■ **Exercise prompt**
Within the records below, reproduce without change the lines from the line that has "Target: penguin's black flipper" through the line that has "Target: black and white penguin", and only those.

■ **Input records**
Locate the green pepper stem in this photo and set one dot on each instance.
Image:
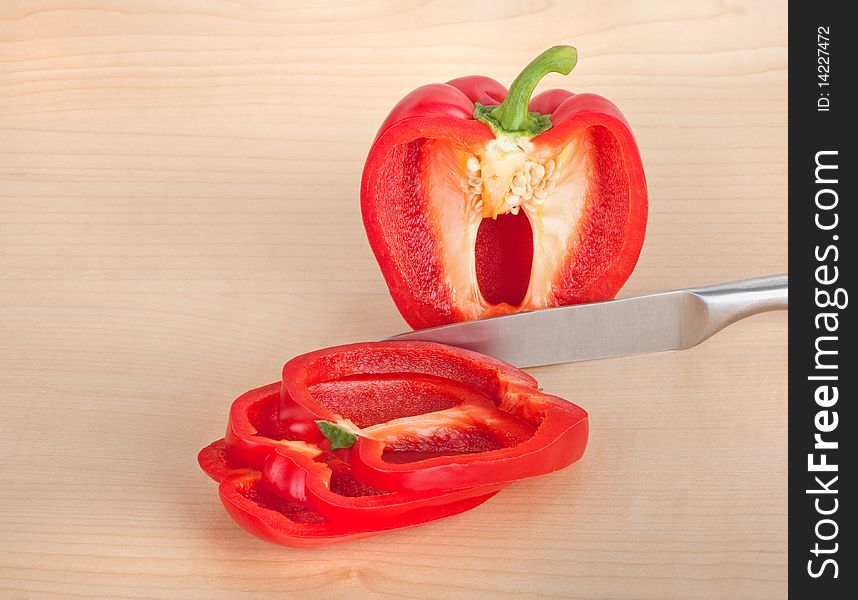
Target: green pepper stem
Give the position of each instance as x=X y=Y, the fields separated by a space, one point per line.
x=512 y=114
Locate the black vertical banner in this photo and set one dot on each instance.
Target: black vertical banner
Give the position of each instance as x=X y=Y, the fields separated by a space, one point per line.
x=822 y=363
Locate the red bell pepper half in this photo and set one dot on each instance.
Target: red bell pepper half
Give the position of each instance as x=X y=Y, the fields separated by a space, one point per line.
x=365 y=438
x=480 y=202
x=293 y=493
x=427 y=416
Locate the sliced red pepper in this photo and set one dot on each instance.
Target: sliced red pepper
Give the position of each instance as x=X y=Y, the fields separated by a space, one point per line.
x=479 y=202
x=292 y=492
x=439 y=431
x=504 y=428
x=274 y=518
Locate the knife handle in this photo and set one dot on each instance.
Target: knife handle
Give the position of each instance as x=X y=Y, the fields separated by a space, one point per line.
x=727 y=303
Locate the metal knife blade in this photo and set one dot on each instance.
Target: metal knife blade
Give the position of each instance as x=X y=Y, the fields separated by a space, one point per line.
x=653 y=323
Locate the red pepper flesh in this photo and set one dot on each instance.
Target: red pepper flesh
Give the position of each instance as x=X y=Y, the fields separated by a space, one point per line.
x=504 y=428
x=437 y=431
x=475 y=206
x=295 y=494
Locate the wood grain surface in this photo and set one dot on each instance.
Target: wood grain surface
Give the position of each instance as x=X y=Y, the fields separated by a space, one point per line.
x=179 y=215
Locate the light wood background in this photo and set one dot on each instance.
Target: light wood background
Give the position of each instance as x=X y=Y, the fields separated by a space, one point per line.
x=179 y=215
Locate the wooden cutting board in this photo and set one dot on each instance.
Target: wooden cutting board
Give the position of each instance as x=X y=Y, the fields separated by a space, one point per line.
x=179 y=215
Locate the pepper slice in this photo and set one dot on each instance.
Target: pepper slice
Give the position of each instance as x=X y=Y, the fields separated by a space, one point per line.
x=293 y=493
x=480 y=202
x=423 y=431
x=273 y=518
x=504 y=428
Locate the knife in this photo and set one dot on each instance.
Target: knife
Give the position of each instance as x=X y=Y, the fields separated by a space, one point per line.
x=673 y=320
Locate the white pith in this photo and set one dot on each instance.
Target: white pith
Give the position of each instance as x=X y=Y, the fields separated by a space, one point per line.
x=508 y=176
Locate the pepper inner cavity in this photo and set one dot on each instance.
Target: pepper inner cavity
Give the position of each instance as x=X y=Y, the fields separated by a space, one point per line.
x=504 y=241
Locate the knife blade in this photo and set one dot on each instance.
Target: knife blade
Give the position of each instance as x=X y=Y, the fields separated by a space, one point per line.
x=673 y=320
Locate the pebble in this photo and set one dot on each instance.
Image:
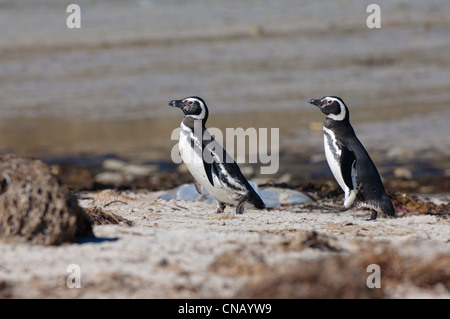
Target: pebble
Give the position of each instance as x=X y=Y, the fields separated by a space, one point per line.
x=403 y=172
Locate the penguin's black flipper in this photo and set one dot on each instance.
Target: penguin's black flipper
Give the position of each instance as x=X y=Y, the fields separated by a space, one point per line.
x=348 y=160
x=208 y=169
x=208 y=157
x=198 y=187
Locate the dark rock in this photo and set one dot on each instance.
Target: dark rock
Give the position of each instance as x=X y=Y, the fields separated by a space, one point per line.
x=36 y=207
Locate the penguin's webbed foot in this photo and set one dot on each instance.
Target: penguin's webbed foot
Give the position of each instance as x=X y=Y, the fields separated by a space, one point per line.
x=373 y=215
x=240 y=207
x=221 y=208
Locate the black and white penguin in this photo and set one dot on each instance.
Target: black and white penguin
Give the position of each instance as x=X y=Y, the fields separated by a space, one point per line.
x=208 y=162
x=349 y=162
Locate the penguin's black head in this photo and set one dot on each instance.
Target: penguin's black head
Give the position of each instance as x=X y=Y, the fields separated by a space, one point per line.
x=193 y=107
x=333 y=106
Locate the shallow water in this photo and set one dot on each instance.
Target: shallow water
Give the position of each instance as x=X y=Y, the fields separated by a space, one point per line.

■ **The completed task**
Target: penguin's black flipper
Give the position of each instance as x=X y=Y, the fields separated by a space, one point per line.
x=348 y=160
x=208 y=169
x=208 y=157
x=198 y=187
Locate the dark rock in this photo and set one dot on each instance.
Target: dark rock
Give the position of each instance as x=X y=Y, the fields separated by a space, one point per line.
x=36 y=207
Locate the penguin's webbed foot in this photo and set one dot on each instance.
Target: penguin's webbed foot
Give the position of each instance as x=X y=Y, the fields separated by a space, one point per line.
x=373 y=215
x=240 y=207
x=221 y=208
Locate the black and white penguin in this photo and set one dot on each instance.
Target: black and white penguin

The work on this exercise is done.